++++ Data shown
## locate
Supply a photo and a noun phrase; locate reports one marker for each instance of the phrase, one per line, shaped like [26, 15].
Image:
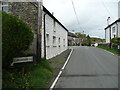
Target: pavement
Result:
[90, 67]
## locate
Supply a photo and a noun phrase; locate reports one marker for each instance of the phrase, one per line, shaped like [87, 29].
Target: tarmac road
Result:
[90, 67]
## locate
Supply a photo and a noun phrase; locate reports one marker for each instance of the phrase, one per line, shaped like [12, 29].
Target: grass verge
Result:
[113, 50]
[34, 76]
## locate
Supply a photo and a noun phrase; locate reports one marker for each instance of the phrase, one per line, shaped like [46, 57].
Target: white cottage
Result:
[112, 31]
[54, 36]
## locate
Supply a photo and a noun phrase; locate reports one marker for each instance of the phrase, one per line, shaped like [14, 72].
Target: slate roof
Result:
[45, 10]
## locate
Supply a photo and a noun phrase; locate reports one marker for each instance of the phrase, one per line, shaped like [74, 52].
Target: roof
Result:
[45, 10]
[71, 34]
[118, 20]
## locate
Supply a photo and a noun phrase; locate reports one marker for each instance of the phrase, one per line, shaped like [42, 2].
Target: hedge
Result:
[16, 37]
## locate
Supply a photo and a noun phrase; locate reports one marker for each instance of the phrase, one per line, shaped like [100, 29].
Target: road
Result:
[90, 67]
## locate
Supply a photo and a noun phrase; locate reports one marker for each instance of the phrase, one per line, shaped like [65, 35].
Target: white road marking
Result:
[54, 83]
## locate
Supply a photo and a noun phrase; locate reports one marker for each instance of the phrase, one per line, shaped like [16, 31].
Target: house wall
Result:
[56, 38]
[27, 12]
[118, 29]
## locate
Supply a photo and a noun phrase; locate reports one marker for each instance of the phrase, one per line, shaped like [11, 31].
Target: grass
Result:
[113, 50]
[35, 76]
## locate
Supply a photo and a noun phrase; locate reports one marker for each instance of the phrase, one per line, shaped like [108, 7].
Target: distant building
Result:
[73, 40]
[113, 29]
[54, 34]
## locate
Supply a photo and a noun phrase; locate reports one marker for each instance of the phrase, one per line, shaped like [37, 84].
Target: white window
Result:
[5, 6]
[47, 37]
[59, 40]
[113, 29]
[54, 40]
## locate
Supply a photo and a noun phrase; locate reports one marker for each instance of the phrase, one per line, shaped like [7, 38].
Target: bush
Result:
[16, 37]
[116, 40]
[34, 76]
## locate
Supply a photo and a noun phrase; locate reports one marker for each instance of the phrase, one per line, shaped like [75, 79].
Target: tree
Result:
[16, 37]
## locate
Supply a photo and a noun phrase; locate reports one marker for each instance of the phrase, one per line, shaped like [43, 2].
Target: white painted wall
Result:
[119, 9]
[54, 31]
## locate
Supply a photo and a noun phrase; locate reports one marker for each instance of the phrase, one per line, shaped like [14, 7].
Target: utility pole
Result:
[39, 31]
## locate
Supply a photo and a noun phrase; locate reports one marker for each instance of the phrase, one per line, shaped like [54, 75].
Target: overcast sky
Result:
[92, 14]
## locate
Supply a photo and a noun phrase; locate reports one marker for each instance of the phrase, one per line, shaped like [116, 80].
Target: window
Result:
[47, 36]
[63, 41]
[5, 7]
[54, 26]
[113, 29]
[47, 39]
[54, 39]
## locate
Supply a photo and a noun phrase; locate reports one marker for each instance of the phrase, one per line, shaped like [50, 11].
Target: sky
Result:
[91, 15]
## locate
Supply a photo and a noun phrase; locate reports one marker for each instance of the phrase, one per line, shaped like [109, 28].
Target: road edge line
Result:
[110, 53]
[55, 81]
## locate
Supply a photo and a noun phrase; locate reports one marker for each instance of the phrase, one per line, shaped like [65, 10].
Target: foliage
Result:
[113, 50]
[16, 37]
[36, 76]
[115, 40]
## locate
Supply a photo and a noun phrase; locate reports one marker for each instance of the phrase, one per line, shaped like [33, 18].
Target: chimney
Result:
[52, 13]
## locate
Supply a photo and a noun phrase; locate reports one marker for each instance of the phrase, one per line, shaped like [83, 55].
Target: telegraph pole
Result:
[39, 31]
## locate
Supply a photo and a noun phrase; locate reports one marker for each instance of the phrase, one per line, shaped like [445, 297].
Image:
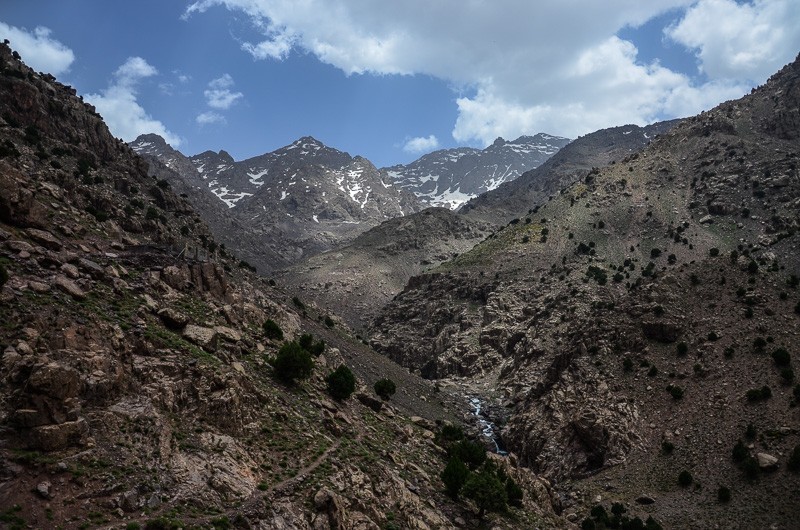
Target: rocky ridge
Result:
[286, 205]
[626, 321]
[450, 177]
[567, 166]
[136, 384]
[356, 280]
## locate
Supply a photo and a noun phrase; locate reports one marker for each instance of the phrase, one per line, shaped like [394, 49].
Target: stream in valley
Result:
[488, 429]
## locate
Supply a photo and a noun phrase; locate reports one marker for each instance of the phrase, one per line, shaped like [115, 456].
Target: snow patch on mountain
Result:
[450, 177]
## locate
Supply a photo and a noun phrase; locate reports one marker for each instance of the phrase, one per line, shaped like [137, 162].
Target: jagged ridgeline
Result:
[151, 380]
[642, 324]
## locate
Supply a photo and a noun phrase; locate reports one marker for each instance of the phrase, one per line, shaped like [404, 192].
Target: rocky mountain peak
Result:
[451, 177]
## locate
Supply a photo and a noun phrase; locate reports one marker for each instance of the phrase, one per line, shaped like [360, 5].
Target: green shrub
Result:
[293, 362]
[272, 330]
[514, 493]
[454, 477]
[781, 357]
[759, 394]
[750, 432]
[627, 364]
[724, 494]
[740, 452]
[793, 464]
[675, 391]
[750, 468]
[597, 274]
[471, 453]
[341, 383]
[385, 388]
[487, 492]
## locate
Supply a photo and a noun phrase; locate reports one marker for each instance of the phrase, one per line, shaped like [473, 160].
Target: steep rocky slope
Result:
[637, 324]
[136, 384]
[356, 280]
[285, 205]
[565, 167]
[450, 177]
[228, 229]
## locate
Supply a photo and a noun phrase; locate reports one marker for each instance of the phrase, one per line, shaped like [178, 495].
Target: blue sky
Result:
[392, 80]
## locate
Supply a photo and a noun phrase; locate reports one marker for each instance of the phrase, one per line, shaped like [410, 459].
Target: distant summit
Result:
[451, 177]
[298, 200]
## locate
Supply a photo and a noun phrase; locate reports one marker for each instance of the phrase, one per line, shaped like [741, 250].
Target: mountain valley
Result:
[625, 314]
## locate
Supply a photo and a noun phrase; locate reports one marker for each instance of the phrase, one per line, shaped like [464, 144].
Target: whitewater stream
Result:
[487, 428]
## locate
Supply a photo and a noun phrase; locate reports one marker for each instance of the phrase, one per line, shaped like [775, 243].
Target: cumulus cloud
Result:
[740, 41]
[209, 118]
[38, 49]
[219, 94]
[526, 67]
[421, 144]
[120, 109]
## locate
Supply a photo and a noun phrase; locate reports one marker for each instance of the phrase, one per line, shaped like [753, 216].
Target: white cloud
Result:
[38, 49]
[740, 41]
[525, 67]
[119, 108]
[219, 96]
[421, 144]
[210, 117]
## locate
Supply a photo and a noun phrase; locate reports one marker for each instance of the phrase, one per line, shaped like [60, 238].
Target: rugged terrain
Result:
[138, 387]
[631, 323]
[285, 205]
[514, 198]
[450, 177]
[356, 280]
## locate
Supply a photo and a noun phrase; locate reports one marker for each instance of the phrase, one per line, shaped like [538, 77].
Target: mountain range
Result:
[450, 177]
[606, 341]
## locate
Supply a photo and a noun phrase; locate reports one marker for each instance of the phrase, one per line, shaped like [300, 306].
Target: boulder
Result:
[228, 334]
[69, 287]
[57, 437]
[206, 338]
[172, 318]
[44, 238]
[766, 461]
[369, 401]
[43, 489]
[662, 331]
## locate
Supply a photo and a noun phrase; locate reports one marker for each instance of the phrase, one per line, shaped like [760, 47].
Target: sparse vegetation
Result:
[486, 491]
[341, 383]
[272, 330]
[724, 495]
[385, 389]
[292, 363]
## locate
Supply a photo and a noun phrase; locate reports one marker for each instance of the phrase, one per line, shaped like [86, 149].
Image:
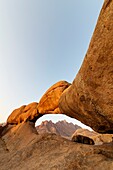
++++++++
> _Work required_
Count the lines in the rows above that contain the string "road". Reply with the number only.

> _The result_
4